◆ Task objective
Exact copies of the lines below, from the one with "column 733, row 519" up to and including the one with "column 7, row 141", are what this calls for; leave out pictures.

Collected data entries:

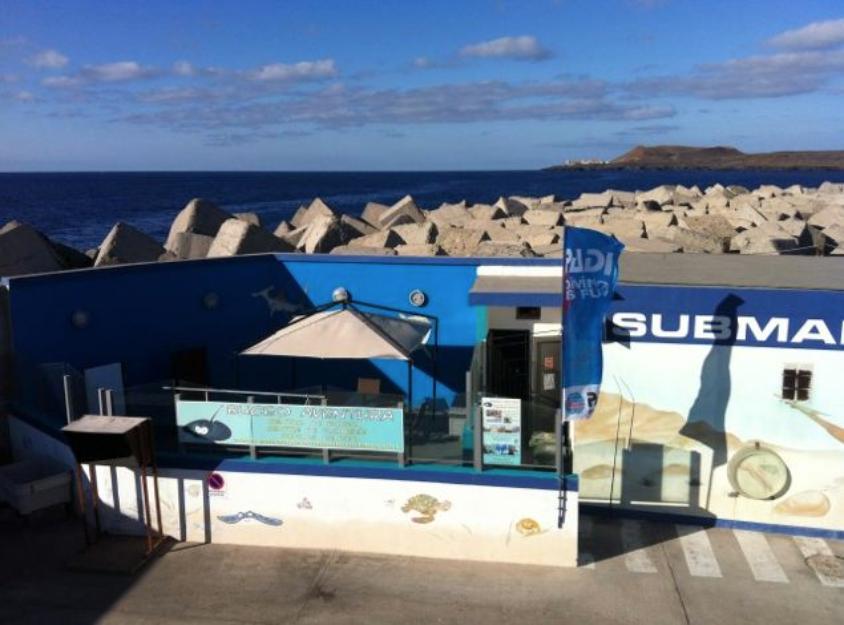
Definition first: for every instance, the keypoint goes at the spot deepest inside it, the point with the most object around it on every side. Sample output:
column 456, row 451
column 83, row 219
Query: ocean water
column 79, row 208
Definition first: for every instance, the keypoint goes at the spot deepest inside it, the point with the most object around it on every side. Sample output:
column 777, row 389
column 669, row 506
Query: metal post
column 147, row 519
column 95, row 497
column 409, row 439
column 326, row 453
column 402, row 457
column 558, row 444
column 253, row 452
column 176, row 399
column 101, row 401
column 68, row 398
column 478, row 437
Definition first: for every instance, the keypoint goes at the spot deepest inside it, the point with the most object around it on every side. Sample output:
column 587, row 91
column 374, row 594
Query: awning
column 345, row 333
column 517, row 291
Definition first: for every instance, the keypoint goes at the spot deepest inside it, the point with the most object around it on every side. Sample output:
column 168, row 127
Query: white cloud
column 304, row 70
column 48, row 59
column 814, row 36
column 523, row 48
column 183, row 68
column 61, row 82
column 119, row 71
column 764, row 76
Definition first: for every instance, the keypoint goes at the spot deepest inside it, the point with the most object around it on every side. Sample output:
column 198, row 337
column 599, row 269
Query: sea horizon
column 79, row 208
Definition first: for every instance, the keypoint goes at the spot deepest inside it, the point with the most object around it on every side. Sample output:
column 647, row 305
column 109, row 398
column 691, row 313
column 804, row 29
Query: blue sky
column 400, row 85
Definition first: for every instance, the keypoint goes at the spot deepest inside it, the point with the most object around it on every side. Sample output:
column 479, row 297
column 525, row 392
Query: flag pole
column 558, row 421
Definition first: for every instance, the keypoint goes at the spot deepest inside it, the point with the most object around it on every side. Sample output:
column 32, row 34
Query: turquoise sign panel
column 279, row 425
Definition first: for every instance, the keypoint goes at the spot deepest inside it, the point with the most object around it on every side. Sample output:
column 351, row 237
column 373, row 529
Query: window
column 796, row 382
column 528, row 312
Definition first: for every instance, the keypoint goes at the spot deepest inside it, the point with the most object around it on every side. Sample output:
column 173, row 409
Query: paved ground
column 634, row 573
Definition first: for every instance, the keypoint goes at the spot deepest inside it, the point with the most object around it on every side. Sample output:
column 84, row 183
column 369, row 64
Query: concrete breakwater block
column 199, row 216
column 126, row 244
column 239, row 237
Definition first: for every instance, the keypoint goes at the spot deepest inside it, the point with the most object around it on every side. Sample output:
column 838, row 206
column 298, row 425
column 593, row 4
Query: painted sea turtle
column 426, row 505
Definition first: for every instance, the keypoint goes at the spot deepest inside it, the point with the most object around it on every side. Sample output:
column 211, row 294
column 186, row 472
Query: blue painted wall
column 139, row 315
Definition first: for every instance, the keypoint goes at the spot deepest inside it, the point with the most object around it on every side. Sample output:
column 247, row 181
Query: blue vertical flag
column 589, row 277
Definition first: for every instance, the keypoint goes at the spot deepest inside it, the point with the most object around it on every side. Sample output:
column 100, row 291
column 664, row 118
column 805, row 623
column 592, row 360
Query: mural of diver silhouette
column 208, row 429
column 276, row 301
column 234, row 519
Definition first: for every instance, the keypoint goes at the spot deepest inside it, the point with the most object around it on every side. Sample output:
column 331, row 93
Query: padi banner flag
column 589, row 277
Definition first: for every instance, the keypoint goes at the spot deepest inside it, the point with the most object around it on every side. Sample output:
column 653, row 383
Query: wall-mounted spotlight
column 417, row 298
column 340, row 295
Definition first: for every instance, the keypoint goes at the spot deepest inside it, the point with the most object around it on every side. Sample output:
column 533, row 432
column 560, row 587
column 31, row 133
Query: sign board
column 502, row 424
column 281, row 425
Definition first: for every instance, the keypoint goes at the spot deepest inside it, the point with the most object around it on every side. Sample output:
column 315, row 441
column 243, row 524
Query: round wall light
column 340, row 294
column 80, row 319
column 417, row 298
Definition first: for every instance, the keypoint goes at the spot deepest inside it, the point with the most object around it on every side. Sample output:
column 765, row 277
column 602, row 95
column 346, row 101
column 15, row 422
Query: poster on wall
column 502, row 423
column 282, row 425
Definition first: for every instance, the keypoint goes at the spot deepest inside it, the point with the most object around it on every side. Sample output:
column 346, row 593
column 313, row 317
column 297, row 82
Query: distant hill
column 719, row 157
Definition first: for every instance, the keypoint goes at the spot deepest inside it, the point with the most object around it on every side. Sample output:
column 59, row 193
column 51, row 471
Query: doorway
column 508, row 363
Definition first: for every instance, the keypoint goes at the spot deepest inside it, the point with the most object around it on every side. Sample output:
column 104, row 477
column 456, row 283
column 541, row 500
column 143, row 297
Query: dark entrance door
column 189, row 367
column 508, row 363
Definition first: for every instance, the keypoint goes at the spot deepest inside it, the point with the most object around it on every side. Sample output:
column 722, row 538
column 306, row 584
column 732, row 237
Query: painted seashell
column 807, row 503
column 528, row 527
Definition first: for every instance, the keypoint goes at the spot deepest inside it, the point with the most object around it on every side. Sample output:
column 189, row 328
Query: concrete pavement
column 638, row 573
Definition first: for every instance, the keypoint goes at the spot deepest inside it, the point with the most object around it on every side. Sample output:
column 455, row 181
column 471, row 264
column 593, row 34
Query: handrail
column 200, row 389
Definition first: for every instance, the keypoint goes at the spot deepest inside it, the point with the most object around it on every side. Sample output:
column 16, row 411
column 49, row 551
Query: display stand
column 116, row 441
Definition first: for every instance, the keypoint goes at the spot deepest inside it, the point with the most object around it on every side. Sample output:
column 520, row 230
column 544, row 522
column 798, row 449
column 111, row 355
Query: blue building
column 719, row 399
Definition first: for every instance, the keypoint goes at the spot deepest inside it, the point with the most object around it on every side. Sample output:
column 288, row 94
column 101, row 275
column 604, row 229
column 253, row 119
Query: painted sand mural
column 636, row 455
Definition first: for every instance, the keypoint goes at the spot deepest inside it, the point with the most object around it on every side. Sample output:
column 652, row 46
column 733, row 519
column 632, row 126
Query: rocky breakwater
column 666, row 219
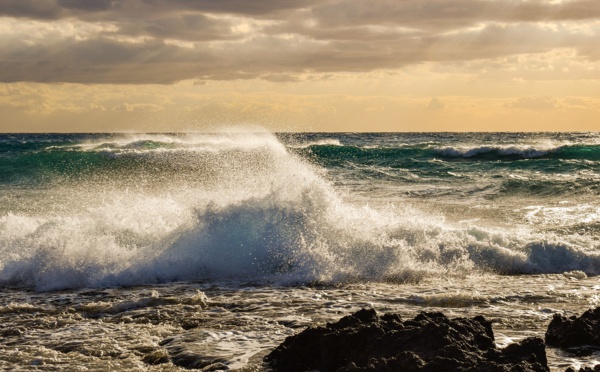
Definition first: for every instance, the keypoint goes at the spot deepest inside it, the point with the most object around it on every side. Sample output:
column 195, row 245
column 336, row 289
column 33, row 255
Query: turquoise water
column 118, row 248
column 81, row 210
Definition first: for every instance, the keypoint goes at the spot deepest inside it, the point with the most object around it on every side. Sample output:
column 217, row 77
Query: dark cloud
column 160, row 41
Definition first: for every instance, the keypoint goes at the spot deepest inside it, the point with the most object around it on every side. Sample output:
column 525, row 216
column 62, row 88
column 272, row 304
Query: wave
column 498, row 152
column 249, row 211
column 466, row 152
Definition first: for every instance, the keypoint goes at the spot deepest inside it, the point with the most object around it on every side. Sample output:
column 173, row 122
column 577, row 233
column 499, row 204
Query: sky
column 299, row 65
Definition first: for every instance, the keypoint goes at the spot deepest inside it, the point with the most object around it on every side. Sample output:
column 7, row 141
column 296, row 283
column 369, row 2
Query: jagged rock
column 364, row 341
column 575, row 332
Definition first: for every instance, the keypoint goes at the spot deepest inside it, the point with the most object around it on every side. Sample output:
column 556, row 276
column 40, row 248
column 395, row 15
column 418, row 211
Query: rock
column 364, row 341
column 575, row 332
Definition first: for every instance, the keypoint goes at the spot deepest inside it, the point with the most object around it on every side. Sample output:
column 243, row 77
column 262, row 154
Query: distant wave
column 525, row 152
column 245, row 209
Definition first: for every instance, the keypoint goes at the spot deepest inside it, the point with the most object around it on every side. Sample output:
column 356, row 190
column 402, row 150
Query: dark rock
column 575, row 332
column 596, row 368
column 364, row 341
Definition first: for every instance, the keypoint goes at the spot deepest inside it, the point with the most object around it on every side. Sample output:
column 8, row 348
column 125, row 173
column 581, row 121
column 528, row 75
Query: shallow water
column 236, row 324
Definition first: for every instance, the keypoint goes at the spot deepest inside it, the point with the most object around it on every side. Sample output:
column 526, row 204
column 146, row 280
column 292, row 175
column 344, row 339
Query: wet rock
column 156, row 357
column 596, row 368
column 365, row 341
column 575, row 332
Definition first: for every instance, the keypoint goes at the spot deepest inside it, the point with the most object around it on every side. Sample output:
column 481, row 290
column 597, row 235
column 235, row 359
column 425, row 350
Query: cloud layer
column 160, row 41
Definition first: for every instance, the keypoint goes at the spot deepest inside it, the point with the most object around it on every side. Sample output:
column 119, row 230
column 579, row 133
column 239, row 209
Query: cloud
column 539, row 103
column 160, row 41
column 435, row 105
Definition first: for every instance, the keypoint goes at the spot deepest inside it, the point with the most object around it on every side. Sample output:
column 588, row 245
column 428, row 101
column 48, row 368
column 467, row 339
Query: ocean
column 165, row 251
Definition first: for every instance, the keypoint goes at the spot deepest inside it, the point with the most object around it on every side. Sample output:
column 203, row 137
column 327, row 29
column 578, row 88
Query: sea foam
column 240, row 206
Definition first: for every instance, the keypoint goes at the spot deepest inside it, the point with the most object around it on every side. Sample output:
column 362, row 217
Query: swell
column 243, row 207
column 485, row 152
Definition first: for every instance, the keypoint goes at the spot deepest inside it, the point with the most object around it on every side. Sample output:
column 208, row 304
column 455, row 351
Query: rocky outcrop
column 365, row 341
column 575, row 332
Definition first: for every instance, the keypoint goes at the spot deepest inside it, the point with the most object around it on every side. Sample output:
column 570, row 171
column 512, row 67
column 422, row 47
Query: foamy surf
column 241, row 206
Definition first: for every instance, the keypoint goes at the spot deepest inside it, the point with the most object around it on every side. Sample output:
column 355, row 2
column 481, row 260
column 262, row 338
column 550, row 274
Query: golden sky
column 299, row 65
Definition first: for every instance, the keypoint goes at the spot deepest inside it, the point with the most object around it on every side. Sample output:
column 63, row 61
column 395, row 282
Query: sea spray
column 140, row 209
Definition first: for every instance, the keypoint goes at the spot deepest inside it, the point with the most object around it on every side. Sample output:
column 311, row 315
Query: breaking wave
column 238, row 206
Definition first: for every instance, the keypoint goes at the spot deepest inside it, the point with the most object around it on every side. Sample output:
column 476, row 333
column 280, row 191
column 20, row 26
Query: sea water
column 160, row 251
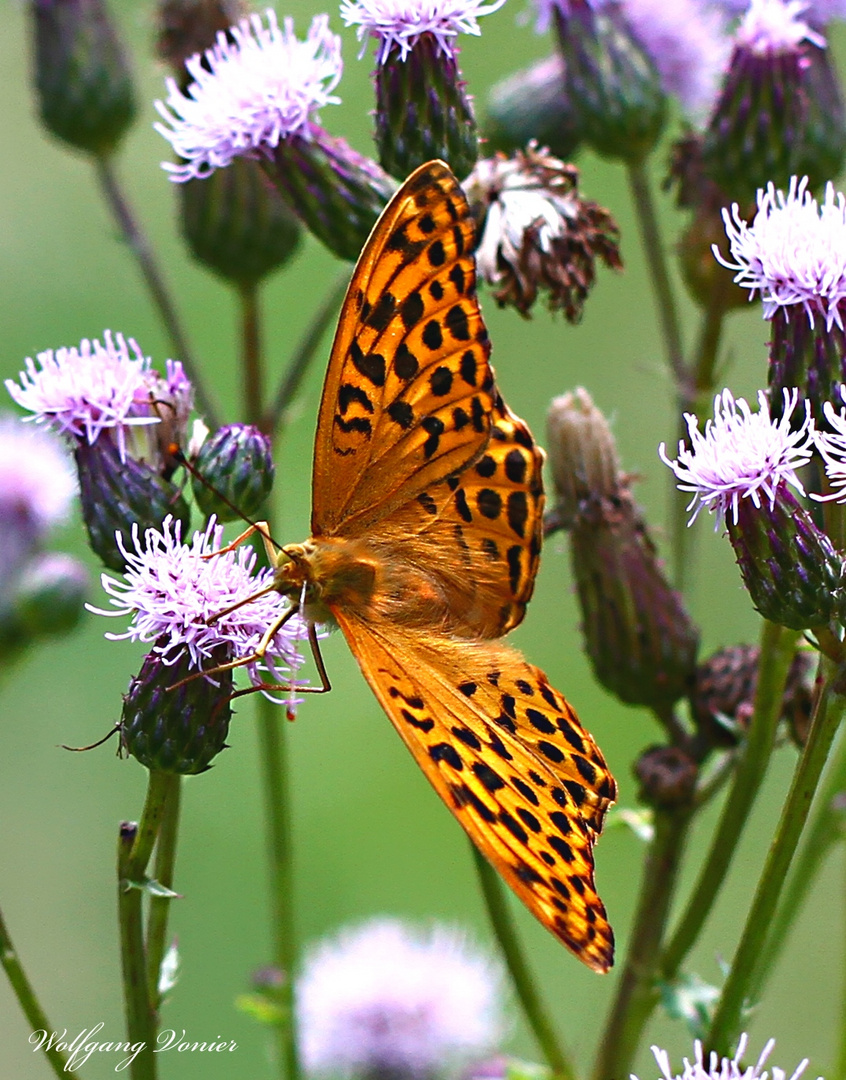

◆ Completed exercise
column 733, row 519
column 632, row 126
Query: rocky breakwater
column 666, row 219
Definition first: for every instance, the keypoint goes at the spot deepest inside it, the point with the most object around it on every side. Sample output:
column 195, row 245
column 336, row 289
column 33, row 255
Query: turquoise water
column 118, row 248
column 81, row 210
Definition first: for every instance, the keypoint goes at the spot deepest inside it, the point with the most object around it on every side. Sample output:
column 217, row 77
Query: dark cloud
column 160, row 41
Definition first: for every instance, the keypoint goes at the spot deepest inside it, the point with the most object around it on every side. Sample output:
column 525, row 216
column 62, row 88
column 272, row 304
Query: wave
column 498, row 152
column 249, row 211
column 466, row 152
Definition first: for every instance, the keypoint goes at the spot deepest inside it, the point with the most object around it on every side. Sample output:
column 173, row 122
column 577, row 233
column 499, row 204
Query: sky
column 299, row 65
Definition first: for every instance, the keypoint goes at the spot deepest inside it, the point with the most object around it on every side. Sample output:
column 7, row 141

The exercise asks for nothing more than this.